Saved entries
□ □ □

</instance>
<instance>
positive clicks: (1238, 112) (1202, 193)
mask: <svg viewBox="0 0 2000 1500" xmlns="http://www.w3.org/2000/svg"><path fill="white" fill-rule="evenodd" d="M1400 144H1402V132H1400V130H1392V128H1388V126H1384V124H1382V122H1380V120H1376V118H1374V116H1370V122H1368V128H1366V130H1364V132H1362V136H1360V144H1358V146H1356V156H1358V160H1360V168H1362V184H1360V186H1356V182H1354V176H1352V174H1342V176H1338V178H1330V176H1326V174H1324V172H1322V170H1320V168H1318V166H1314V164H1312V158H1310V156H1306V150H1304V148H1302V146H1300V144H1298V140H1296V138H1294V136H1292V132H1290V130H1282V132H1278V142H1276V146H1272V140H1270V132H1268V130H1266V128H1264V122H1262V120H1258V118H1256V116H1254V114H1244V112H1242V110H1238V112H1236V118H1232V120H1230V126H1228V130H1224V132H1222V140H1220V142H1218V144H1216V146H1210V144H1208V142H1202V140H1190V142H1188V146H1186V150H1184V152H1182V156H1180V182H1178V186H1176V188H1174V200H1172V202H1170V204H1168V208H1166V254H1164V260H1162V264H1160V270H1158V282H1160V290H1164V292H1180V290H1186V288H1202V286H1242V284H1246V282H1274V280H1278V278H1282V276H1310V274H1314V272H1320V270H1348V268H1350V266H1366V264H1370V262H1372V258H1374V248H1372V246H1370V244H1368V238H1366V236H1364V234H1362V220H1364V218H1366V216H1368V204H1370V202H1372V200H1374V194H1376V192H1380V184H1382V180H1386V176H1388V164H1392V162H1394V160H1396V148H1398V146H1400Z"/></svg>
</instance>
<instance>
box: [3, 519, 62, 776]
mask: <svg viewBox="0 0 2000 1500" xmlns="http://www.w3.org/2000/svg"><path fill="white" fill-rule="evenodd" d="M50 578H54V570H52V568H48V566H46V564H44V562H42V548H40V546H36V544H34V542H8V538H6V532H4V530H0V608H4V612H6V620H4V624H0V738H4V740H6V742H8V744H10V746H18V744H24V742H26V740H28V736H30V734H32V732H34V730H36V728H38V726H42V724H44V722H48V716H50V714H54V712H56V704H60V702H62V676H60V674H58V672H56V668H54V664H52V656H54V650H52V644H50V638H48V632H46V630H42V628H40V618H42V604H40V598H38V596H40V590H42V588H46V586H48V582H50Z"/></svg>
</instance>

□ □ □

◆ Goal of the exercise: Every line of the records should be reproduced exactly.

◆ Response to this task:
</instance>
<instance>
positive clicks: (1238, 112) (1202, 193)
mask: <svg viewBox="0 0 2000 1500" xmlns="http://www.w3.org/2000/svg"><path fill="white" fill-rule="evenodd" d="M1400 144H1402V132H1400V130H1392V128H1388V126H1384V124H1382V122H1380V120H1376V118H1374V116H1370V122H1368V128H1366V130H1364V132H1362V136H1360V144H1358V146H1356V156H1358V160H1360V168H1362V184H1360V186H1356V182H1354V176H1352V174H1342V176H1338V178H1330V176H1326V174H1324V172H1322V170H1320V168H1318V166H1314V164H1312V158H1310V156H1306V150H1304V148H1302V146H1300V144H1298V140H1296V138H1294V136H1292V132H1290V130H1282V132H1278V142H1276V146H1272V140H1270V132H1268V130H1266V128H1264V122H1262V120H1258V118H1256V116H1254V114H1244V112H1242V110H1238V112H1236V118H1232V120H1230V126H1228V130H1224V132H1222V140H1220V142H1218V144H1216V146H1210V144H1208V142H1202V140H1190V142H1188V146H1186V150H1184V152H1182V156H1180V182H1178V186H1176V188H1174V200H1172V202H1170V204H1168V208H1166V254H1164V260H1162V264H1160V270H1158V282H1160V290H1164V292H1180V290H1186V288H1202V286H1242V284H1246V282H1274V280H1278V278H1282V276H1310V274H1314V272H1320V270H1348V268H1350V266H1366V264H1370V262H1372V258H1374V248H1372V246H1370V244H1368V238H1366V236H1364V234H1362V220H1364V218H1366V216H1368V204H1370V202H1372V200H1374V194H1376V192H1380V184H1382V180H1386V176H1388V164H1392V162H1394V160H1396V148H1398V146H1400Z"/></svg>
</instance>
<instance>
box: [3, 519, 62, 776]
mask: <svg viewBox="0 0 2000 1500" xmlns="http://www.w3.org/2000/svg"><path fill="white" fill-rule="evenodd" d="M50 578H54V570H52V568H48V566H46V564H44V562H42V548H40V546H36V544H34V542H8V538H6V532H4V530H0V608H4V612H6V620H4V624H0V738H4V740H6V742H8V744H10V746H18V744H24V742H26V740H28V736H30V734H32V732H34V730H36V728H38V726H42V724H44V722H48V716H50V714H54V712H56V704H60V702H62V676H60V674H58V672H56V668H54V664H52V656H54V650H52V644H50V638H48V632H46V630H42V628H40V618H42V604H40V598H38V596H40V590H42V588H46V586H48V582H50Z"/></svg>
</instance>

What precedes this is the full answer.